PROBLEM REQUIREMENTS:
Find every line in the items below that contains the word "brown", and copy each of those lines. Matching is case-sensitive.

Collection entries
****************
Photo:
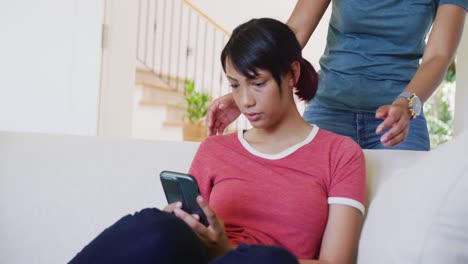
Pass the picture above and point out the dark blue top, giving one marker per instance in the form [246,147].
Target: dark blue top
[373,50]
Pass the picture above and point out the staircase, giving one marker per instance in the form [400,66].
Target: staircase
[175,42]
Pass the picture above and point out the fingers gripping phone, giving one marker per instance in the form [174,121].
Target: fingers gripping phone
[182,187]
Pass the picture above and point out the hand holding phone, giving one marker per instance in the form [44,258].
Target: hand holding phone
[182,187]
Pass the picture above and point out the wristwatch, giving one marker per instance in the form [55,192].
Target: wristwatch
[414,103]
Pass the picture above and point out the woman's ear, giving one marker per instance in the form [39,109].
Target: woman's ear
[295,73]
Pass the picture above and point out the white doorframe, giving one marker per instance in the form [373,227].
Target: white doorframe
[117,68]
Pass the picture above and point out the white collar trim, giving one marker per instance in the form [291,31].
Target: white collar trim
[282,154]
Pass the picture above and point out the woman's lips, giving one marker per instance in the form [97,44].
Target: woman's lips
[252,116]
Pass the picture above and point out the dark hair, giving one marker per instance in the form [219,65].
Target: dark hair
[270,45]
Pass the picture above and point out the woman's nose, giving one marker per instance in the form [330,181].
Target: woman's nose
[247,98]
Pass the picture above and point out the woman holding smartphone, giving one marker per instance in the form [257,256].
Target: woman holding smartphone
[283,192]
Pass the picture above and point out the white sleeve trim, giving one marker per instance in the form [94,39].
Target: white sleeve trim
[347,201]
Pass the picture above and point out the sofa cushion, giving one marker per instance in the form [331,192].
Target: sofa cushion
[419,214]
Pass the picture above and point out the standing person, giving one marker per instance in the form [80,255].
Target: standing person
[371,84]
[281,192]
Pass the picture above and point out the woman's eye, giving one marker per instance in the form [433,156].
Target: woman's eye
[259,84]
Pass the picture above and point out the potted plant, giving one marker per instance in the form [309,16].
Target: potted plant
[197,108]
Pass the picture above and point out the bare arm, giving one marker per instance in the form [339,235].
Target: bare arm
[440,50]
[441,46]
[305,18]
[341,236]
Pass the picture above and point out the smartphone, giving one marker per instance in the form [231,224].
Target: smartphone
[184,188]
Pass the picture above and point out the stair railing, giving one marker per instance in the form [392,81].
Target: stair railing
[177,41]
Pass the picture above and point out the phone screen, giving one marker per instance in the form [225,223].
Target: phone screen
[182,187]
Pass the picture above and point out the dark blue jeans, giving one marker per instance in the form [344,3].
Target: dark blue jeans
[154,236]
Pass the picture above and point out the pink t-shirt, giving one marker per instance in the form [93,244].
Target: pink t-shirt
[280,199]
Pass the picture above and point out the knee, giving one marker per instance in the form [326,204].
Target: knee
[147,236]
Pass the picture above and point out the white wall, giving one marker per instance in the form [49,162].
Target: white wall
[50,65]
[118,69]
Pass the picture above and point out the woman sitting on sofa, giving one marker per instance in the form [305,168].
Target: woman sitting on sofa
[281,192]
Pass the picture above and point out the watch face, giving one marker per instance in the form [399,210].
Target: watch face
[417,106]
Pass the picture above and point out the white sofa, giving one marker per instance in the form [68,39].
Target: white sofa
[58,192]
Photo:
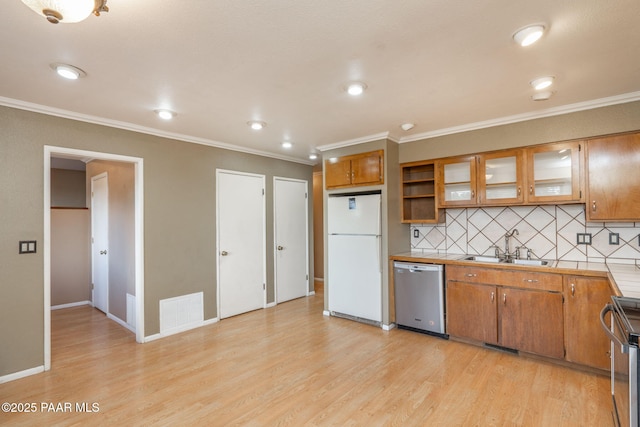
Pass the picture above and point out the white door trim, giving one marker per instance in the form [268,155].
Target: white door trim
[138,238]
[264,237]
[275,244]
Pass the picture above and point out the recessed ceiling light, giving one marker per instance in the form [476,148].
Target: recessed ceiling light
[542,96]
[256,124]
[542,83]
[356,88]
[528,35]
[165,114]
[68,71]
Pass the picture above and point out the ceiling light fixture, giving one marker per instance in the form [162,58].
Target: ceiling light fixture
[67,11]
[68,71]
[356,88]
[256,124]
[542,83]
[529,35]
[165,114]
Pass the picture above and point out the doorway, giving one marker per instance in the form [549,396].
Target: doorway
[291,232]
[100,241]
[51,151]
[241,235]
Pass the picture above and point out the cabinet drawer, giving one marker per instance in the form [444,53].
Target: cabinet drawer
[515,279]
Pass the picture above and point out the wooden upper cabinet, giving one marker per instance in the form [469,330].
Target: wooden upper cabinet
[501,177]
[418,191]
[457,181]
[356,170]
[554,173]
[613,187]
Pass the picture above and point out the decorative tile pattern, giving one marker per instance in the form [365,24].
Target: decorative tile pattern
[549,231]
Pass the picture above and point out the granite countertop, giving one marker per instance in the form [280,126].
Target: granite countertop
[625,278]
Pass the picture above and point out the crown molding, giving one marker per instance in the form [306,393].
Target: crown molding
[72,115]
[550,112]
[356,141]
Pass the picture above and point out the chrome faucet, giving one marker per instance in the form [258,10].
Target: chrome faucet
[506,241]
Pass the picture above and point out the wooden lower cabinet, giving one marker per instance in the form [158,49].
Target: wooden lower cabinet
[529,320]
[585,342]
[472,311]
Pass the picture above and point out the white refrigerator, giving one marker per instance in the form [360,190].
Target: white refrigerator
[354,256]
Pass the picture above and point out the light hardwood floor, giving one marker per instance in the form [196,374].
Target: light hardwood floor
[290,365]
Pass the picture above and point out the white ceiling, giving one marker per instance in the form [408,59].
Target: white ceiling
[444,65]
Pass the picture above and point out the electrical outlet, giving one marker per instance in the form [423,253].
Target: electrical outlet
[584,238]
[614,238]
[27,247]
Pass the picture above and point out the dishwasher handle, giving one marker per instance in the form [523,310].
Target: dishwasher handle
[417,268]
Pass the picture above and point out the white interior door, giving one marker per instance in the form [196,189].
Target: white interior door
[241,242]
[100,241]
[291,239]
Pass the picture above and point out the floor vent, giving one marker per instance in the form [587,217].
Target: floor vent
[356,318]
[181,313]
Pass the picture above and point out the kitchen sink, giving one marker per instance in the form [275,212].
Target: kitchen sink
[540,262]
[490,259]
[482,258]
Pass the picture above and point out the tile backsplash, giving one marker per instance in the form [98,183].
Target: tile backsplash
[551,232]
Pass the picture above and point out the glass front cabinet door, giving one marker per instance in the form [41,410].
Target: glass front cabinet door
[554,173]
[501,178]
[457,181]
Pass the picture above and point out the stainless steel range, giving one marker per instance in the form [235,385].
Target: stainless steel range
[624,331]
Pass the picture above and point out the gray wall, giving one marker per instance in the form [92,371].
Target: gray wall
[179,219]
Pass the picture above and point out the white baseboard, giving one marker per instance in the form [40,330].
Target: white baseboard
[210,321]
[69,305]
[21,374]
[121,322]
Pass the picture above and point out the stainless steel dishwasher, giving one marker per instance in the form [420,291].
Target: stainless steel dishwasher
[419,293]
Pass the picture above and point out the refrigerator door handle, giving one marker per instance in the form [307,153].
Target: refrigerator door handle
[379,240]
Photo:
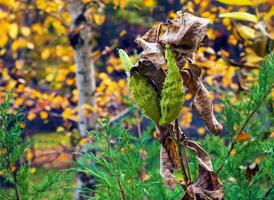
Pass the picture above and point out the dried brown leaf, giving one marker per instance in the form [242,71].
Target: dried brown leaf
[147,69]
[201,154]
[207,186]
[202,104]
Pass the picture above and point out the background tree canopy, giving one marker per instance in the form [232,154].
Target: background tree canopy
[46,44]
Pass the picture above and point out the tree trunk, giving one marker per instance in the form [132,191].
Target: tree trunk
[80,37]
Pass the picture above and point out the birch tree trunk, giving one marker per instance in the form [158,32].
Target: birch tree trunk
[80,37]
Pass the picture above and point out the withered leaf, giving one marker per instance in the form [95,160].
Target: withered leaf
[207,186]
[185,34]
[166,169]
[147,69]
[185,30]
[153,34]
[152,51]
[201,154]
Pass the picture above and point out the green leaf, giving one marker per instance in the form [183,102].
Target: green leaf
[125,60]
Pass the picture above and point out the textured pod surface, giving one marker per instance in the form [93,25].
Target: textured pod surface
[145,96]
[125,60]
[172,93]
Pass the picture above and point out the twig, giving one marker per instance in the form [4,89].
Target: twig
[117,117]
[249,117]
[123,196]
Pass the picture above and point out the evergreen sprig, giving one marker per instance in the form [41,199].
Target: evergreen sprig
[14,166]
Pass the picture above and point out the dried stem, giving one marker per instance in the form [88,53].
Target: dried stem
[248,118]
[184,166]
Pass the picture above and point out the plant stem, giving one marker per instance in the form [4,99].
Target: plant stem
[123,196]
[187,179]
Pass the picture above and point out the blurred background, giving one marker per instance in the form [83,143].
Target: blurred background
[37,62]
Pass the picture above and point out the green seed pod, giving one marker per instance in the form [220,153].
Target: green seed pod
[125,60]
[172,93]
[145,96]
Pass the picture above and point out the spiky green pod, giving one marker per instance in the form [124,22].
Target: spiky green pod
[145,96]
[172,93]
[125,60]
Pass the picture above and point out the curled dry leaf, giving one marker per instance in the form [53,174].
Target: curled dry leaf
[201,154]
[152,51]
[185,34]
[166,169]
[153,34]
[202,104]
[167,141]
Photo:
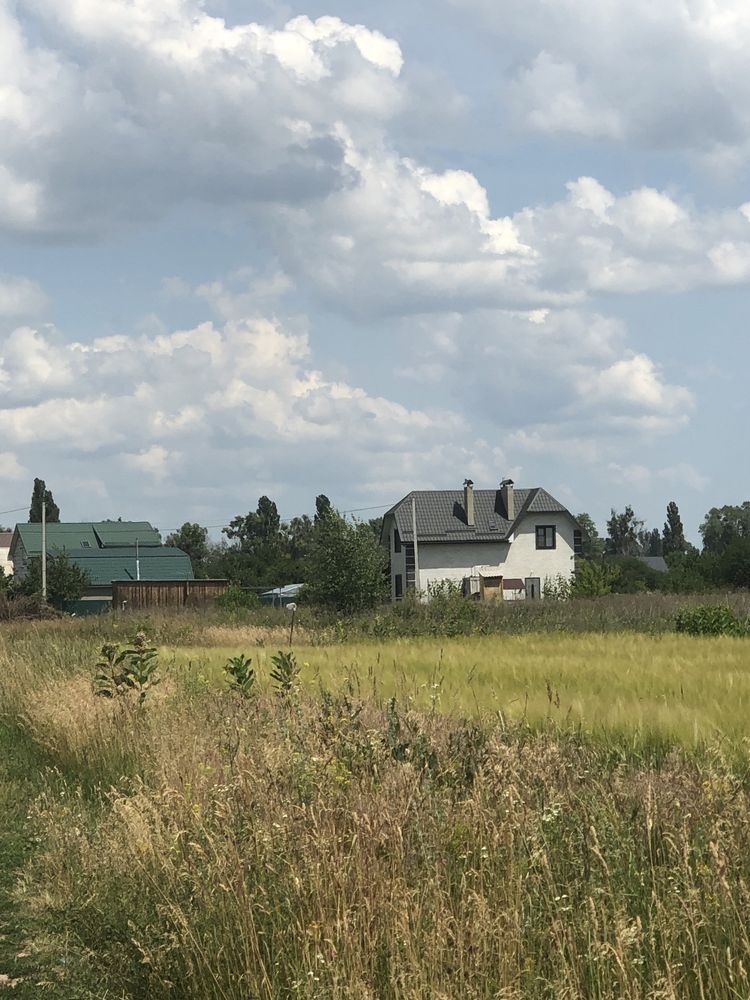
****************
THE ANSWER:
Pass the picture above and point out the dried brown leaf, giving one marker per instance in the form [242,71].
Target: dried brown leaf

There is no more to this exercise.